** Excerpt to read **
In early 2006, after a long period of ill health, I traveled to England to take the walking trip I had dreamed of since my teens. My 17-year old niece, Maddy, accompanied me. Maddy had Asperger’s Syndrome and had never been so far away from home.
All photos are my own except for the ones that are credited to others.
We ate a good breakfast and Maddy was able to walk as far as Mousehole, another mile and a half from Castallack Farm. Again it was blazingly hot and searingly sunny. I cursed my foolishness in not bringing a hat, but who’d have known that England at the beginning of June would be like this? Apparently, up to a week or so ago, they had been enduring one of the coldest and most rainy springs in recent history. And now it’s in the mid-80s and cloudless. Go figure! The “normal” temperatures for this part of the country for this time of year generally range from the upper 40s to lower 60s.
The thing that impresses me is the number of other walkers we’ve spoken with who think nothing of striding off for a good ten or twelve miles’ walk. A couple who were at our B&B this morning had walked from Sennen to Castallack in one day. The German we spoke with yesterday on the cliffs said he’s been coming every year for years, to walk from X to Y along the Cornish Coast. If I had been by myself, or with another reasonably fit adult, I could have walked much farther than we did (5.5 miles the first day, and about 7 the second). I’m astounded at how good I feel (notwithstanding perhaps the most extensive sunburn I’ve ever had, on arms, upper chest and face). No arm pain, no bad numbness (except while writing); nothing to report save a muscle cramp in my left calf. Compared with Maddy, I’m a model of physical fitness. I could not believe I carried both packs yesterday (even though it was not for very far, really). I’m so amazed at the physical change in my body – it’s like being reborn, or having an all-new body to marvel at and inhabit and enjoy. When I did my stretches yesterday I could touch my toes with no problem, and could perform all the other exercises that used to be painful and onerous. And instead of 17-year-old Maddy running circles around me, I ran circles around her.
We strolled slowly through part of Mousehole and ate luncheon at a tiny eatery, and looked at gimcrack tourist gifts through the windows of the many shops. All the shops had names like “Cat and Mouse” or had piratical or nautical themes. The village was perched on impossible hills above the water, with a handsome stone jetty sticking out into the water. Boats were tied up in the water and shrieking children ran chasing each other through the water at the shore. A stream issued from a culvert and spilled out over the rocks down to the sea. Gulls wheeled and cried overhead. The sun was blazing and we had little energy for touristing, what with our packs. We learned too late that we didn’t need to pack our bags on our backs each day; we could have chosen one B&B and taken the excellent bus system to anywhere on the Penwith Peninsula effortlessly without worrying about getting back. We could have walked from Sennen to Lamorna in one day, like the couple we met this morning, without being encumbered by heavy packs. But we didn’t know, so we can’t be faulted. Next time I do this, I’ll carry only a small bag with snacks and binoculars. (Sadder and wiser.)

** Extracted information **
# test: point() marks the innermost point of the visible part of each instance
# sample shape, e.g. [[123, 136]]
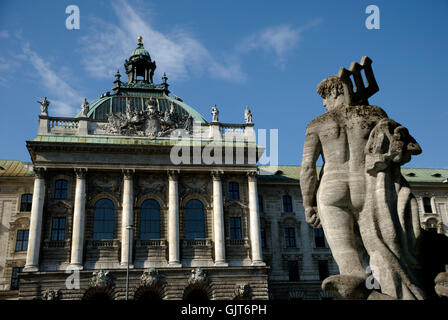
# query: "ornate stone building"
[[106, 196]]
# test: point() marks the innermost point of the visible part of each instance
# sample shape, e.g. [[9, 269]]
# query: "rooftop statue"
[[215, 114], [364, 204], [247, 115], [148, 123], [84, 108], [44, 106]]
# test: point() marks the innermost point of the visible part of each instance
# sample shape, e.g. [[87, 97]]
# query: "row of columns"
[[32, 260]]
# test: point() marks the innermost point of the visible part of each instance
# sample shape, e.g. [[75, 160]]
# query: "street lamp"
[[129, 228]]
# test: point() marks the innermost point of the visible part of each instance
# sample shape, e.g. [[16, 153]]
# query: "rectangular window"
[[260, 203], [234, 191], [319, 238], [293, 270], [287, 203], [60, 189], [15, 278], [26, 202], [290, 237], [22, 240], [323, 269], [58, 229], [263, 238], [235, 228]]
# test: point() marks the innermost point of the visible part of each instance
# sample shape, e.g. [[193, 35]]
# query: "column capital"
[[217, 175], [128, 173], [252, 175], [80, 173], [39, 172], [173, 175]]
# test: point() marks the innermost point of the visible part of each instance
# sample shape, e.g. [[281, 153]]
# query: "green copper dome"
[[140, 51]]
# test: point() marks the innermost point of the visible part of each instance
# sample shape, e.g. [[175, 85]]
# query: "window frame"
[[15, 281], [323, 274], [287, 203], [148, 221], [234, 190], [293, 270], [320, 236], [22, 241], [290, 240], [195, 220], [427, 205], [108, 217], [58, 228], [26, 202], [235, 228]]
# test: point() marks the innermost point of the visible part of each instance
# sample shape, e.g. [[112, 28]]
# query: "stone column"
[[254, 220], [276, 243], [32, 256], [173, 220], [218, 221], [79, 213], [127, 218]]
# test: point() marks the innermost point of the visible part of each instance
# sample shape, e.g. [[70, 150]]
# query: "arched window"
[[234, 191], [25, 202], [427, 205], [60, 189], [103, 224], [194, 220], [287, 204], [150, 220]]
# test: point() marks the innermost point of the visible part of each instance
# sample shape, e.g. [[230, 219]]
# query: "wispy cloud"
[[4, 34], [66, 100], [178, 53], [280, 40]]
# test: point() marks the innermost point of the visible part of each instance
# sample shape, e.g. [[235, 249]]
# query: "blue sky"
[[269, 55]]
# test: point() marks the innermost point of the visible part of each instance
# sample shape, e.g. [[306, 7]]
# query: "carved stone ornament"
[[441, 282], [100, 278], [44, 106], [50, 294], [198, 276], [150, 278], [248, 115], [242, 290], [85, 108], [148, 123]]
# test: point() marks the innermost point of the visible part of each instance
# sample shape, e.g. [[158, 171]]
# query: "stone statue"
[[44, 106], [150, 278], [85, 108], [197, 276], [364, 204], [248, 115], [100, 278], [215, 114]]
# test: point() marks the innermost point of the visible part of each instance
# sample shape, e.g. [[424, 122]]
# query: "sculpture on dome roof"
[[215, 114], [44, 106], [84, 108], [248, 115], [147, 123]]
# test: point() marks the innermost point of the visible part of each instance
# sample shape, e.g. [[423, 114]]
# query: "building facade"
[[139, 196]]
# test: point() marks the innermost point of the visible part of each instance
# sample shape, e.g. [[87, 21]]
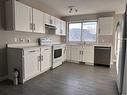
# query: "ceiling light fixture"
[[72, 9]]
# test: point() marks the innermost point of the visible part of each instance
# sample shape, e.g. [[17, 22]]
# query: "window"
[[75, 32], [85, 32]]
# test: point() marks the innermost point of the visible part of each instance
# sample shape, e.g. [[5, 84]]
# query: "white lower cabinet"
[[88, 54], [45, 58], [81, 53], [29, 62], [75, 51], [68, 52], [64, 53]]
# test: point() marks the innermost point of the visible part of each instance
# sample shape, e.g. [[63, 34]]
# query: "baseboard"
[[3, 78]]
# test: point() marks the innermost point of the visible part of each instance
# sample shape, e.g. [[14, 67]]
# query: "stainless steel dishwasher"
[[102, 55]]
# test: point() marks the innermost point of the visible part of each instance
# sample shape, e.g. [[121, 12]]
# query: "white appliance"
[[44, 41], [121, 55], [57, 55]]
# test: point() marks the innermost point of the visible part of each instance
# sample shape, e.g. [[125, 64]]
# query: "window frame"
[[81, 41]]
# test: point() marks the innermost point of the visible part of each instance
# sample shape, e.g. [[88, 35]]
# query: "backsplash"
[[107, 39]]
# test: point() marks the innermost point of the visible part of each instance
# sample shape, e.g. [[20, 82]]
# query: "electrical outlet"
[[28, 40], [21, 40], [15, 39]]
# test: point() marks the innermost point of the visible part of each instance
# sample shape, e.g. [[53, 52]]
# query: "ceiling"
[[85, 6]]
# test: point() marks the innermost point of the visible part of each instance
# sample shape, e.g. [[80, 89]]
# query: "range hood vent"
[[50, 27]]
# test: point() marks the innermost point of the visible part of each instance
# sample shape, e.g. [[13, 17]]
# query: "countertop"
[[91, 44]]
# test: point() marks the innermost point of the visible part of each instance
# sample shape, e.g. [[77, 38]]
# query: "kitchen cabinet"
[[64, 49], [25, 60], [38, 21], [102, 55], [58, 26], [75, 51], [81, 53], [49, 20], [62, 27], [29, 61], [45, 58], [18, 16], [105, 26], [88, 54], [68, 52]]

** Aim of the exercise **
Swap "walking trip" for "hiking trip" in the passage of the travel account between "In early 2006, after" and "credited to others.", inclusive, and write out that passage. The items need not be consulted.

** The answer **
In early 2006, after a long period of ill health, I traveled to England to take the hiking trip I had dreamed of since my teens. My 17-year old niece, Maddy, accompanied me. Maddy had Asperger’s Syndrome and had never been so far away from home.
All photos are my own except for the ones that are credited to others.